Task prompt> Reproduce the stretch of lines that opens with the line containing "It was reported that the leaf" and closes with the line containing "25;98;61;147", changing "leaf pair" to "pair of leaves" and leaving everything else untouched.

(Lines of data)
______________________________

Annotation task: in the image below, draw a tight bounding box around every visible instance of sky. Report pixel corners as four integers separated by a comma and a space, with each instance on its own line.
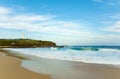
0, 0, 120, 45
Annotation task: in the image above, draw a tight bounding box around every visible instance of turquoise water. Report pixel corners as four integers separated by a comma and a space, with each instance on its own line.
7, 46, 120, 79
10, 46, 120, 65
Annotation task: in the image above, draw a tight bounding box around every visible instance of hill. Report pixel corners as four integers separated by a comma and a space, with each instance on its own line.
0, 39, 56, 48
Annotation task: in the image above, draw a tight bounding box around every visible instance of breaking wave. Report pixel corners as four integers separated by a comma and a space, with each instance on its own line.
7, 47, 120, 65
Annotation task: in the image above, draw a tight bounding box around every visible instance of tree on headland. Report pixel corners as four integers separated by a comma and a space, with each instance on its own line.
0, 39, 56, 47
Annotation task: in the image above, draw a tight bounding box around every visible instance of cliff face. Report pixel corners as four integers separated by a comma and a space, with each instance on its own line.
0, 39, 56, 48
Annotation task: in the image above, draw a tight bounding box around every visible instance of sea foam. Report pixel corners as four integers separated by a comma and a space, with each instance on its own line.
9, 48, 120, 65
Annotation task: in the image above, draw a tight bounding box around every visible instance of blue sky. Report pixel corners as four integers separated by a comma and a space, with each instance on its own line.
0, 0, 120, 45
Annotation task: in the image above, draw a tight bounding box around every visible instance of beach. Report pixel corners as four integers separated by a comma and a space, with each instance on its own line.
0, 52, 51, 79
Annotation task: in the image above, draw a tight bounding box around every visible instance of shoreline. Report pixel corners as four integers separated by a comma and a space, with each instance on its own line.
0, 50, 120, 79
0, 51, 51, 79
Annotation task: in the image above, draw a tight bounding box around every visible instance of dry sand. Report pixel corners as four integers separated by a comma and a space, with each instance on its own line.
0, 52, 51, 79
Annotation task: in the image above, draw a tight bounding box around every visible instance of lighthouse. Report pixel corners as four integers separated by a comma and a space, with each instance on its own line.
22, 32, 25, 39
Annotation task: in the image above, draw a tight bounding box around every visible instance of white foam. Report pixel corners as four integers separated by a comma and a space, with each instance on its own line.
8, 48, 120, 65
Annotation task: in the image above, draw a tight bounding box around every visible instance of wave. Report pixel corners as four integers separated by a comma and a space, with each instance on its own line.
7, 48, 120, 65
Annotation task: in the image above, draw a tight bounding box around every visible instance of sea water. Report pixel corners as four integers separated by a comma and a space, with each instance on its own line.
5, 46, 120, 79
10, 46, 120, 65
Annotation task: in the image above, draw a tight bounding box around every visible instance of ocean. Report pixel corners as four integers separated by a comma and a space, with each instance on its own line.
7, 46, 120, 65
5, 46, 120, 79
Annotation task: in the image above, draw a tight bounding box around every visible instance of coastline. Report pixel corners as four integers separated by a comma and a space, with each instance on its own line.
0, 51, 51, 79
0, 50, 120, 79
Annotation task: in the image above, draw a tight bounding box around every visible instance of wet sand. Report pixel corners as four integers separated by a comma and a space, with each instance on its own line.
20, 56, 120, 79
0, 52, 51, 79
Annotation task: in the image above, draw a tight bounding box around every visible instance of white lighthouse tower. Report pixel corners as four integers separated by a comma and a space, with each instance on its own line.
22, 32, 25, 39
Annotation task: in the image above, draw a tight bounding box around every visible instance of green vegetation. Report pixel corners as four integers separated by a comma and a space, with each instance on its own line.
0, 39, 56, 48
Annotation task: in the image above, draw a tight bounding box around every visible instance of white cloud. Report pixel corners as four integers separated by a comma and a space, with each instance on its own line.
105, 21, 120, 32
0, 7, 89, 36
93, 0, 103, 3
0, 7, 12, 15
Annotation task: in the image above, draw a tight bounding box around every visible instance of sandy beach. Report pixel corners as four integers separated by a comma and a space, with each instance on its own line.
0, 52, 51, 79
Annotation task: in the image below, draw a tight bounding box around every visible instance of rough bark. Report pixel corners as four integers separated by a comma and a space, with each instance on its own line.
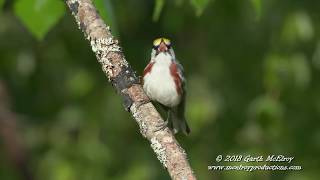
66, 0, 196, 180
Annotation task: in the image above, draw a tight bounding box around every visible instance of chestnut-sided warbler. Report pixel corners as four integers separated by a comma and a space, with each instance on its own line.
143, 38, 190, 134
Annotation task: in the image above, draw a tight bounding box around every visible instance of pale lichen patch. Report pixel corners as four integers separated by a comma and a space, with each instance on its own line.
151, 137, 168, 168
130, 103, 148, 138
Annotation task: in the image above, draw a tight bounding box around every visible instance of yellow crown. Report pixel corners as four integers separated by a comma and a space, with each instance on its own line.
153, 38, 171, 46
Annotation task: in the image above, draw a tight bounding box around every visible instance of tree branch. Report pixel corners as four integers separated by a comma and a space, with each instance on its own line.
66, 0, 196, 180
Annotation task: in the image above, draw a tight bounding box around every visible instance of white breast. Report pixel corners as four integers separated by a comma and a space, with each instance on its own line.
143, 53, 180, 107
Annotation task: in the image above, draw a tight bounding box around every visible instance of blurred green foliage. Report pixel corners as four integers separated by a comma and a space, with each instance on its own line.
0, 0, 320, 180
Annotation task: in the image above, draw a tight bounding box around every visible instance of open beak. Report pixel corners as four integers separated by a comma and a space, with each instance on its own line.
158, 42, 168, 52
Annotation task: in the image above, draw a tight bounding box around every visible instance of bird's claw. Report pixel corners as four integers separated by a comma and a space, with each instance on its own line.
154, 121, 169, 132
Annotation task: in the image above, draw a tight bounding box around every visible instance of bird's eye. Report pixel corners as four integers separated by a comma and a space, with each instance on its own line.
162, 38, 171, 46
153, 38, 162, 47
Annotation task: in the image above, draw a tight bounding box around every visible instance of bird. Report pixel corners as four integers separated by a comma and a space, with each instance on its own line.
143, 37, 190, 135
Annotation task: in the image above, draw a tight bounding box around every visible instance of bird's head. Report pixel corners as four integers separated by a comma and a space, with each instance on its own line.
151, 38, 174, 57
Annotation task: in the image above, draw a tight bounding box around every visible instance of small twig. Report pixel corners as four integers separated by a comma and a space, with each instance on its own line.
66, 0, 196, 180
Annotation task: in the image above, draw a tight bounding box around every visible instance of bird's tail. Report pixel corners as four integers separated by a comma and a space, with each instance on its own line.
169, 109, 190, 135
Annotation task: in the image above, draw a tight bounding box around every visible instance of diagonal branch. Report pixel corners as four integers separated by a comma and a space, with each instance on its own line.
66, 0, 196, 180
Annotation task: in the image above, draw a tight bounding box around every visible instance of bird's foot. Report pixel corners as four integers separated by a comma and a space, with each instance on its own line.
154, 121, 169, 132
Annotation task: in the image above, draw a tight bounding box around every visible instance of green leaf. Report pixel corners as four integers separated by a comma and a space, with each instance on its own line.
191, 0, 210, 16
251, 0, 262, 19
14, 0, 65, 40
93, 0, 118, 35
152, 0, 165, 21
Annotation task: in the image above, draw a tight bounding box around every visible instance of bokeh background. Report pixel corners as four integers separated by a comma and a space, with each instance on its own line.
0, 0, 320, 180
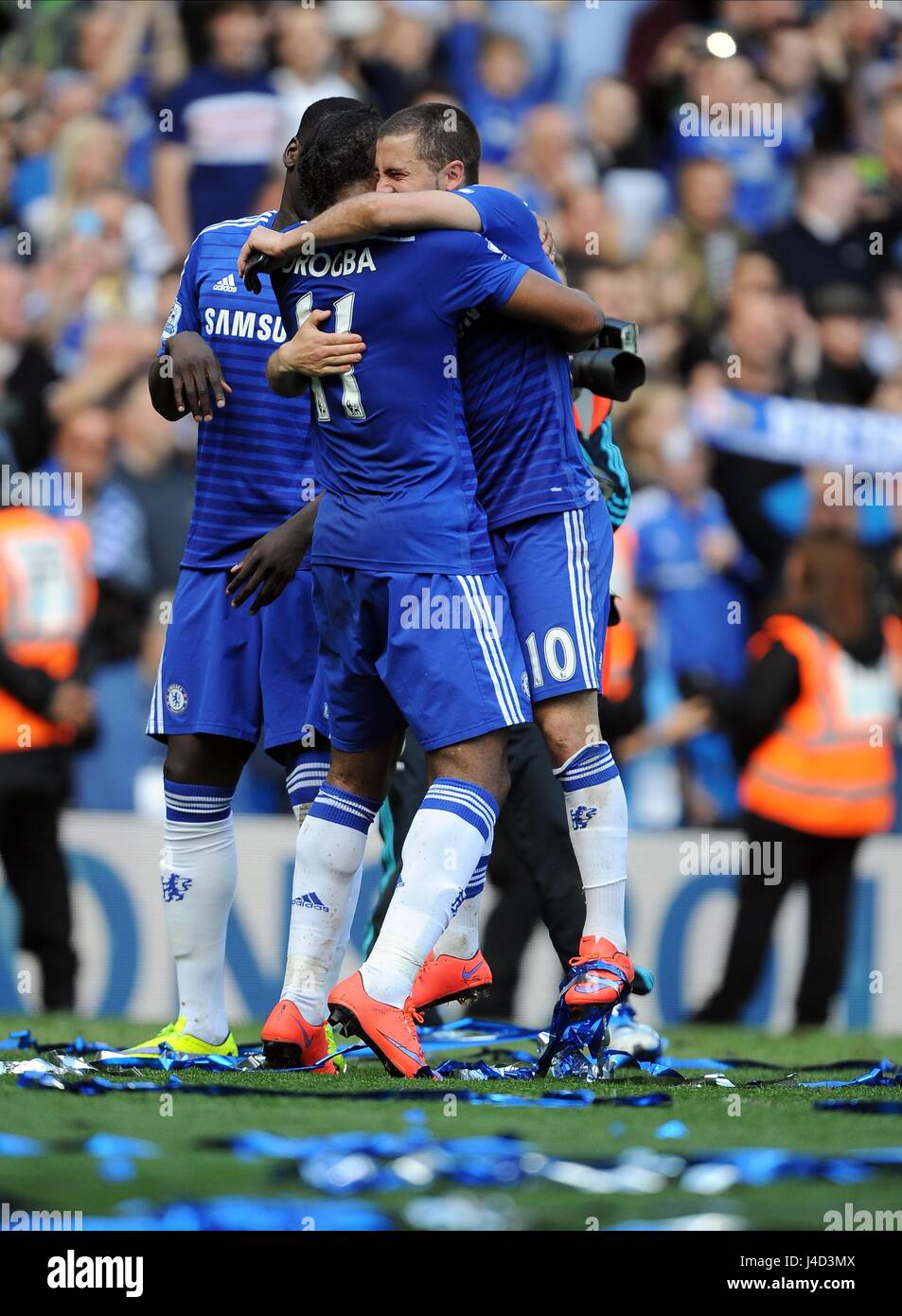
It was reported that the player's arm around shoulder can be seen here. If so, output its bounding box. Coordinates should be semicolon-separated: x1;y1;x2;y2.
266;311;367;398
497;270;605;351
238;192;481;277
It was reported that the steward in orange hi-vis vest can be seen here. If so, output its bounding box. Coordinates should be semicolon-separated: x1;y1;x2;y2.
739;614;902;837
0;507;96;754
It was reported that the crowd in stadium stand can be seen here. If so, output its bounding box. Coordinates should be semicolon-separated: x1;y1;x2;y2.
0;0;902;827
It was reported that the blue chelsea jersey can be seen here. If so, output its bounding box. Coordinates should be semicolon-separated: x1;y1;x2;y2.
456;187;597;529
274;230;527;573
160;210;315;567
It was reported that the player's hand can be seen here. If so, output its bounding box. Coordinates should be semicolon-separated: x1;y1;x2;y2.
279;311;367;378
160;331;232;419
238;223;288;293
535;215;557;264
226;499;320;614
47;681;94;732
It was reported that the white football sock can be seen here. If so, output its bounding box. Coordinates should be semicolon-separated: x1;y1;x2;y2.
327;864;363;998
433;849;489;959
555;741;628;951
160;780;238;1042
281;783;379;1023
361;776;499;1008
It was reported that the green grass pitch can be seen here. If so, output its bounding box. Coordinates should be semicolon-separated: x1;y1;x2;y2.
0;1015;902;1231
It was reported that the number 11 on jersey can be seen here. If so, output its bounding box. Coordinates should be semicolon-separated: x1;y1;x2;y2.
294;293;367;421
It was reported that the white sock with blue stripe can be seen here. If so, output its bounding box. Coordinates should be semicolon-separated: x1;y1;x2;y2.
361;776;499;1008
285;749;328;824
555;741;628;951
433;844;492;959
281;782;379;1023
160;780;238;1042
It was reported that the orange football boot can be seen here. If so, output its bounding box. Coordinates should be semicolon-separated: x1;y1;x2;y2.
328;972;435;1077
564;937;635;1009
410;951;492;1009
260;1000;339;1074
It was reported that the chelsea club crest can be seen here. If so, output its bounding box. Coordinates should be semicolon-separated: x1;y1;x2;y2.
166;685;188;713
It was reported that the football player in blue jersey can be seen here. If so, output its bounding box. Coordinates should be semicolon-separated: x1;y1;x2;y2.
257;114;604;1076
125;98;379;1073
239;102;634;1008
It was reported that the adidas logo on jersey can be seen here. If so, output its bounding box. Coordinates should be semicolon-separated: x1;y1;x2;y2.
292;891;328;914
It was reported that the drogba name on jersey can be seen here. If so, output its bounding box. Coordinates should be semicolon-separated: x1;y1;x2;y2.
273;230;527;573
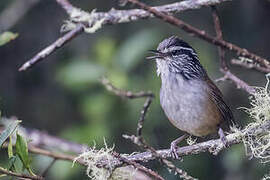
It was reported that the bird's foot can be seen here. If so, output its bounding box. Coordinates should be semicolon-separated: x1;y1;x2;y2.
218;128;229;147
170;134;188;159
170;141;179;159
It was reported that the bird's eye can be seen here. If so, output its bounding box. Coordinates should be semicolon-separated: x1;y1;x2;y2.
171;50;181;56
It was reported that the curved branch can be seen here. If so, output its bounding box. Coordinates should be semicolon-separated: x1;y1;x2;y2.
19;0;239;71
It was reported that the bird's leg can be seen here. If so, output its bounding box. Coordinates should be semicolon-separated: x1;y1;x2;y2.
171;134;188;159
218;128;229;147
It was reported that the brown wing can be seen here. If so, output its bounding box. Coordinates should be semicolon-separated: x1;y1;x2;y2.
206;77;235;126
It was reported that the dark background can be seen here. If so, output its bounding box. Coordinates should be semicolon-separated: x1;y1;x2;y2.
0;0;270;180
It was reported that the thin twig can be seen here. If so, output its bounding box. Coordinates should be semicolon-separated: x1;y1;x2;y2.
231;59;270;73
28;146;85;166
211;6;228;71
0;167;44;180
101;78;154;99
211;6;254;94
20;0;269;70
128;0;270;68
113;153;164;180
19;24;84;71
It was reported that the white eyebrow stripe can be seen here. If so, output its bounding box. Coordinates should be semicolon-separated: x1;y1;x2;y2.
167;46;197;55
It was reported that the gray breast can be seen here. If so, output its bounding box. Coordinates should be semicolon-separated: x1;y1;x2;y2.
160;73;220;136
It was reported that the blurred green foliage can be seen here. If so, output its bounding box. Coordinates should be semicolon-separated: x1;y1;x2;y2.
0;0;270;180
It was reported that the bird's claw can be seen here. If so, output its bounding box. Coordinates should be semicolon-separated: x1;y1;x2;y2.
170;142;179;159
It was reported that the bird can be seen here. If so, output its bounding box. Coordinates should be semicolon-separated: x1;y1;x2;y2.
147;36;235;159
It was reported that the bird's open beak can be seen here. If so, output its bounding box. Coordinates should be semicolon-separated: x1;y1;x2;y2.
146;50;165;60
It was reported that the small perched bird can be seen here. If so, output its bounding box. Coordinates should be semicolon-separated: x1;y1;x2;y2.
147;36;233;158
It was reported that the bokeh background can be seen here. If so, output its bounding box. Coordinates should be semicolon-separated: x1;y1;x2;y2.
0;0;270;180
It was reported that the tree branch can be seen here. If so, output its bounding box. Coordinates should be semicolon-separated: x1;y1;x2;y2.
127;0;270;68
211;6;255;94
0;167;44;180
231;59;270;73
19;0;270;71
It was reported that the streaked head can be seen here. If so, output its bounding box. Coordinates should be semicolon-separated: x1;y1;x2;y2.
148;36;206;80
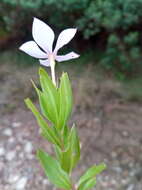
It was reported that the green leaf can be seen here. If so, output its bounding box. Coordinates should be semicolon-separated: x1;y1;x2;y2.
78;163;106;190
25;98;61;146
32;77;58;127
60;126;80;173
70;125;80;169
59;73;72;128
39;68;59;113
77;178;96;190
37;150;72;189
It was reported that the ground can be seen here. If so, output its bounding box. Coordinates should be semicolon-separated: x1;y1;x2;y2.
0;61;142;190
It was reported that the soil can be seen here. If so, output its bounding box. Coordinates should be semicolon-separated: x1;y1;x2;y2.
0;63;142;190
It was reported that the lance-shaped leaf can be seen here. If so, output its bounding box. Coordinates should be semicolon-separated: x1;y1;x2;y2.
59;73;72;128
39;68;59;113
32;80;58;127
37;150;72;189
77;178;96;190
58;126;80;173
25;98;61;146
77;163;106;190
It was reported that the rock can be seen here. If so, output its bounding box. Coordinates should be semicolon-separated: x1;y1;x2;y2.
12;122;21;128
5;151;16;161
3;128;12;137
8;174;20;183
24;142;33;153
0;147;5;156
15;177;28;190
127;184;134;190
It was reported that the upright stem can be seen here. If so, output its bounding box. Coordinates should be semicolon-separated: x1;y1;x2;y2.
49;55;56;86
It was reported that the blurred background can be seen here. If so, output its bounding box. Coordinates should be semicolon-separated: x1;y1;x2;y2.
0;0;142;190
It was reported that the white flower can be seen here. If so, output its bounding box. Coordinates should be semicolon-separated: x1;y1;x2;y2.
20;18;79;66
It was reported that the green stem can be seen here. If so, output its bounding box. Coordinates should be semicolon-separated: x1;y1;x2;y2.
49;55;56;86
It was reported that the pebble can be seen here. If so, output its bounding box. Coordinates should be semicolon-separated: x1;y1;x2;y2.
15;177;28;190
5;151;16;161
127;184;134;190
24;142;33;153
3;128;12;137
0;147;5;156
12;122;21;128
8;174;20;183
122;131;129;137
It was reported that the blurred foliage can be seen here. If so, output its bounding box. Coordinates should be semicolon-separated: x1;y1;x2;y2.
0;0;142;79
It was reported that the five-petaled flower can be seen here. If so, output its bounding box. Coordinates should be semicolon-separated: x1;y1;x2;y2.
20;18;79;67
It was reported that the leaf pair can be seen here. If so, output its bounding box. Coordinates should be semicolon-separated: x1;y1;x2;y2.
37;150;72;189
36;68;72;130
55;126;80;173
77;164;106;190
25;98;61;147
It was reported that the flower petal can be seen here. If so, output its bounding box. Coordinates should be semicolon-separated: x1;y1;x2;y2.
39;59;50;67
32;18;54;53
54;28;77;53
55;52;80;62
19;41;47;58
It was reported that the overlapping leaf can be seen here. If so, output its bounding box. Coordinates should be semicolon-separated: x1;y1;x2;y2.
77;164;106;190
25;98;61;146
37;150;72;190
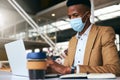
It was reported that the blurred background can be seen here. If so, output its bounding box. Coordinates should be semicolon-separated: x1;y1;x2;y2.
0;0;120;71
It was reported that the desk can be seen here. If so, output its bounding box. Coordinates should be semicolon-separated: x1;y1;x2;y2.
0;71;120;80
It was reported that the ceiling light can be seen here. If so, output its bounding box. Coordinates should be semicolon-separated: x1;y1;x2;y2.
51;13;55;17
0;14;4;27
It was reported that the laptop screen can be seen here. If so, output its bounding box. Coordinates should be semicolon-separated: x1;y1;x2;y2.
5;40;28;76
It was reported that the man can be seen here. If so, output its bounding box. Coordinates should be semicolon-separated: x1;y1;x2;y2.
47;0;120;76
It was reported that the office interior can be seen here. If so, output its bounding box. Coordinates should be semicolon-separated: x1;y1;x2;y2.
0;0;120;71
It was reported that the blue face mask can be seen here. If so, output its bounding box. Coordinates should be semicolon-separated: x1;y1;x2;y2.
70;18;85;32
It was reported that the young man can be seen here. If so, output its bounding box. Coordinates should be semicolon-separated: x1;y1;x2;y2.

______________________________

Reply>
It was reported that the pair of leaves can be seen here. If so, output its bounding box. Coordinates should be semicolon-separated: x1;y1;x2;y2.
37;150;72;189
36;68;72;130
55;126;80;173
77;164;106;190
25;98;61;147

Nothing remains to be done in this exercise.